* **Task to carry out**: Arrange the records below as a two-column CSV with the header row instruction,output and one row per record. Put each instruction and its answer in a single quoted field, and replace line breaks with spaces.

- - - - -

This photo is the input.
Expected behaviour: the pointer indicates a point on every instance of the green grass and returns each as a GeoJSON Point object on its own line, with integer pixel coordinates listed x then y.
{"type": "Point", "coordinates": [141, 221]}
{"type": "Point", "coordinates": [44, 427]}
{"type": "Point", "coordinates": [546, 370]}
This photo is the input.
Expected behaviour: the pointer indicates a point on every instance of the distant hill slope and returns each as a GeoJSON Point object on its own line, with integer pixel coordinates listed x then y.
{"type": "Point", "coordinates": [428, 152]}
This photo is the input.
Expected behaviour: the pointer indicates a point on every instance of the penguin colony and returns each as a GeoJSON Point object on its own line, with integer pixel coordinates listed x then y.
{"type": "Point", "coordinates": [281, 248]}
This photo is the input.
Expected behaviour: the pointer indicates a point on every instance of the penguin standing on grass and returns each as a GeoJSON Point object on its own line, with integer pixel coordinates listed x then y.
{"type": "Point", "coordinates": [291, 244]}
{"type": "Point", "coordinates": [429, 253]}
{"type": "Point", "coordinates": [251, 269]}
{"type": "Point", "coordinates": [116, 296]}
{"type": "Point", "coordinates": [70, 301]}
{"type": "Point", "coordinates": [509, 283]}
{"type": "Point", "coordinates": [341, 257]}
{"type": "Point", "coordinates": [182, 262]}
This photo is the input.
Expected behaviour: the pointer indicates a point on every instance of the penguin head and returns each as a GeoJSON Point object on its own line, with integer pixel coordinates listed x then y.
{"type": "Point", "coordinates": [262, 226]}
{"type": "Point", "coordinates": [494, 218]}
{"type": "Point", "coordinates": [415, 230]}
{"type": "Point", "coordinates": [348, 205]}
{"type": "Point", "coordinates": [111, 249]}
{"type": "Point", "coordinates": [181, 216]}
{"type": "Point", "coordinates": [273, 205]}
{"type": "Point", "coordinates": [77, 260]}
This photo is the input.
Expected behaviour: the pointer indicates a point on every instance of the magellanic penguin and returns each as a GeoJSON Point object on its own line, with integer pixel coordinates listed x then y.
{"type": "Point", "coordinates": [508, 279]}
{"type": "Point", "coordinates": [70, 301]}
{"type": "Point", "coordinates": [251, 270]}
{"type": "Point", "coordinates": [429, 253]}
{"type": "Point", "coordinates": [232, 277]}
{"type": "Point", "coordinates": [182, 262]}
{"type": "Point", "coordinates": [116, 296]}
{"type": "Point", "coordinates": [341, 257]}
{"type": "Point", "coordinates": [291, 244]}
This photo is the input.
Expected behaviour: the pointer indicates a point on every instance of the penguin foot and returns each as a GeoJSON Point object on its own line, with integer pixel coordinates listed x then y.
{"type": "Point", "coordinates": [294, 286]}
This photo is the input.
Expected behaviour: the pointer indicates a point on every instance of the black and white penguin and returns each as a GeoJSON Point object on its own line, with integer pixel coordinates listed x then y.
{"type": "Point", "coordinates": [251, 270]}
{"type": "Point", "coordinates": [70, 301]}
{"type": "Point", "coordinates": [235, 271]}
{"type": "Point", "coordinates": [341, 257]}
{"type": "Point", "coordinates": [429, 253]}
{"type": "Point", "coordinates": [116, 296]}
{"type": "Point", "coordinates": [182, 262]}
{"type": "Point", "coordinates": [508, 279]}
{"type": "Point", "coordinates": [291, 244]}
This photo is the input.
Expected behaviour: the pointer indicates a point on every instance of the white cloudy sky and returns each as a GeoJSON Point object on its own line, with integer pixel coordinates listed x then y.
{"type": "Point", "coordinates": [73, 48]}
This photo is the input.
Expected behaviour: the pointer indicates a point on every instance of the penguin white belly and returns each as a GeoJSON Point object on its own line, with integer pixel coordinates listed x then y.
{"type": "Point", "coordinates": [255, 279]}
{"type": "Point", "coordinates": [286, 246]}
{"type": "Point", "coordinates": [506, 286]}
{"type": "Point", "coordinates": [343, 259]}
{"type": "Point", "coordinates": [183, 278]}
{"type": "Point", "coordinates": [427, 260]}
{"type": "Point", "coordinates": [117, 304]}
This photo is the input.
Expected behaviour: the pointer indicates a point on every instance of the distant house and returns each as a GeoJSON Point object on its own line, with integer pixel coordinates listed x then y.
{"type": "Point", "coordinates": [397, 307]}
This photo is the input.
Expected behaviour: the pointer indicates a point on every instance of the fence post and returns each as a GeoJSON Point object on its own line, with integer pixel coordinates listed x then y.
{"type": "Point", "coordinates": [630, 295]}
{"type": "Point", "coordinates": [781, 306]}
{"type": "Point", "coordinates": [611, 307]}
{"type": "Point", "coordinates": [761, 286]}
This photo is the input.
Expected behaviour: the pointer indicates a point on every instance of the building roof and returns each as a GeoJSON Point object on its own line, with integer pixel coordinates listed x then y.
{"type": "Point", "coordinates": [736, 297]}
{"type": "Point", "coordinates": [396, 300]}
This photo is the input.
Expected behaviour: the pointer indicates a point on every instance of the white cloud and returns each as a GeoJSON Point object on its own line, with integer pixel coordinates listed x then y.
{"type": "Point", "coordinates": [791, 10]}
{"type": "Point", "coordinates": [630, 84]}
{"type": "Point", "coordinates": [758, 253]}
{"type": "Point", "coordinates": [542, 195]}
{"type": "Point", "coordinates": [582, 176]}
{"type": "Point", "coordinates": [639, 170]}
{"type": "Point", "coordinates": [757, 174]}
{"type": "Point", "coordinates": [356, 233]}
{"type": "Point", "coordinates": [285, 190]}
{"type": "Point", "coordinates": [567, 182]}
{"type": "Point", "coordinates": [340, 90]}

- - - - -

* **Exercise answer**:
instruction,output
"This photo is the input. Expected behaviour: the pointer indicates a point on every instance of the green grass and returns each as a GeoJSON Point object on its own line, with integer pixel coordinates listed x then y.","{""type"": ""Point"", ""coordinates"": [141, 221]} {""type"": ""Point"", ""coordinates"": [44, 427]} {""type"": ""Point"", ""coordinates"": [546, 370]}"
"This photo is the input. Expected behaviour: the pointer indicates a point on every instance of the distant hill slope and returns each as a GeoJSON Point object on its own line, with integer pixel coordinates listed x then y.","{""type"": ""Point"", ""coordinates"": [428, 152]}"
"This photo is the input. Expected behaviour: the pointer indicates a point on every instance of the penguin colony and returns each as a GeoJSON Point object on its own line, with integer pixel coordinates listed x then y.","{""type"": ""Point"", ""coordinates"": [281, 248]}"
"This photo is the input. Expected behaviour: the pointer indicates a point on every instance of the penguin standing on grass and returns each as a GeoJSON Point object on its own line, with integer pixel coordinates listed x then y.","{""type"": ""Point"", ""coordinates"": [291, 244]} {""type"": ""Point"", ""coordinates"": [429, 253]} {""type"": ""Point"", ""coordinates"": [251, 269]} {""type"": ""Point"", ""coordinates"": [116, 296]} {""type"": ""Point"", ""coordinates"": [70, 301]} {""type"": ""Point"", ""coordinates"": [509, 283]} {""type"": ""Point"", ""coordinates"": [341, 257]} {""type"": ""Point"", ""coordinates"": [182, 262]}"
"This photo is the input. Expected behaviour: the pointer indicates a point on every instance of the penguin head and returns each as a GeoJSON Point object on its own line, with integer pixel coordinates listed x then y.","{""type"": ""Point"", ""coordinates"": [262, 226]} {""type"": ""Point"", ""coordinates"": [494, 218]} {""type"": ""Point"", ""coordinates"": [415, 230]} {""type"": ""Point"", ""coordinates"": [348, 205]} {""type"": ""Point"", ""coordinates"": [111, 249]} {""type"": ""Point"", ""coordinates"": [181, 216]} {""type"": ""Point"", ""coordinates"": [273, 205]} {""type"": ""Point"", ""coordinates"": [77, 260]}"
"This photo is the input. Expected behaviour: the pointer indicates a point on every instance of the magellanic penguin and returns each as a GeoJSON Point object on its own line, with integer pixel coordinates listed x then y.","{""type"": ""Point"", ""coordinates"": [508, 279]} {""type"": ""Point"", ""coordinates"": [70, 301]} {""type"": ""Point"", ""coordinates"": [251, 270]} {""type"": ""Point"", ""coordinates"": [429, 253]} {""type"": ""Point"", ""coordinates"": [232, 277]} {""type"": ""Point"", ""coordinates"": [182, 262]} {""type"": ""Point"", ""coordinates"": [116, 296]} {""type"": ""Point"", ""coordinates"": [341, 257]} {""type"": ""Point"", ""coordinates"": [291, 244]}"
"This photo is the input. Expected behaviour: the pointer indicates a point on every instance of the penguin foot and returns each as a GeoJSON Point object on its own line, with integer pixel coordinates listed x then y.","{""type"": ""Point"", ""coordinates"": [294, 286]}"
"This photo is the input. Expected behaviour: the pointer indicates a point on every instance of the black and white penguin and returns each as a GeoJSON Point object on its own line, with integer pixel coordinates listed x then y.","{""type"": ""Point"", ""coordinates"": [251, 270]} {""type"": ""Point"", ""coordinates"": [70, 301]} {""type"": ""Point"", ""coordinates"": [235, 271]} {""type"": ""Point"", ""coordinates"": [341, 257]} {""type"": ""Point"", ""coordinates"": [429, 253]} {""type"": ""Point"", ""coordinates"": [116, 296]} {""type"": ""Point"", ""coordinates"": [182, 262]} {""type"": ""Point"", ""coordinates"": [508, 279]} {""type"": ""Point"", ""coordinates"": [291, 244]}"
"This photo is the input. Expected behaviour: the pointer indicates a point on every instance of the white cloudy sky and returns each as a GeoJSON Point object on its own line, with integer pixel coordinates listed x then y.","{""type"": ""Point"", ""coordinates"": [73, 48]}"
"This photo is the input. Expected behaviour: the pointer indicates a point on every instance of the penguin white belly and returns each as a GeoJSON Point object on its own line, with integer pixel coordinates listed x then y.","{""type"": ""Point"", ""coordinates"": [255, 279]} {""type"": ""Point"", ""coordinates"": [286, 246]} {""type"": ""Point"", ""coordinates"": [506, 286]} {""type"": ""Point"", ""coordinates"": [343, 259]} {""type"": ""Point"", ""coordinates"": [183, 278]} {""type"": ""Point"", ""coordinates"": [427, 260]} {""type"": ""Point"", ""coordinates"": [117, 304]}"
"This photo is the input. Expected behaviour: the pointer indicates a point on every instance of the distant house and returns each as a GeoJSON Point object on its own line, with integer pixel coordinates listed x then y.","{""type"": ""Point"", ""coordinates"": [397, 307]}"
"This photo is the input. Expected behaviour: the pointer indicates a point on every instance of the fence post and returns each as a GeoJSON Point object on its own line, with integer pixel coordinates listed x then y.","{""type"": ""Point"", ""coordinates"": [630, 295]} {""type"": ""Point"", ""coordinates"": [781, 306]} {""type"": ""Point"", ""coordinates"": [611, 307]} {""type"": ""Point"", ""coordinates"": [761, 286]}"
"This photo is the input. Expected behaviour: the pointer indicates a point on every instance of the building roof and returns each as a GeoJSON Point object on its own line, with integer pixel coordinates listed x then y.","{""type"": ""Point"", ""coordinates"": [736, 297]} {""type"": ""Point"", ""coordinates"": [396, 300]}"
"This photo is the input. Expected behaviour: the pointer indicates a point on every instance of the white cloud and returns each as a GeoJSON Point object on its own line, with integer pixel coordinates listed x then y.","{""type"": ""Point"", ""coordinates"": [791, 10]} {""type"": ""Point"", ""coordinates"": [630, 84]} {""type"": ""Point"", ""coordinates"": [758, 253]} {""type"": ""Point"", ""coordinates"": [542, 195]} {""type"": ""Point"", ""coordinates"": [582, 176]} {""type"": ""Point"", ""coordinates"": [639, 170]} {""type"": ""Point"", ""coordinates"": [757, 174]} {""type"": ""Point"", ""coordinates"": [356, 233]} {""type"": ""Point"", ""coordinates"": [285, 190]} {""type"": ""Point"", ""coordinates"": [567, 182]} {""type"": ""Point"", ""coordinates"": [340, 90]}"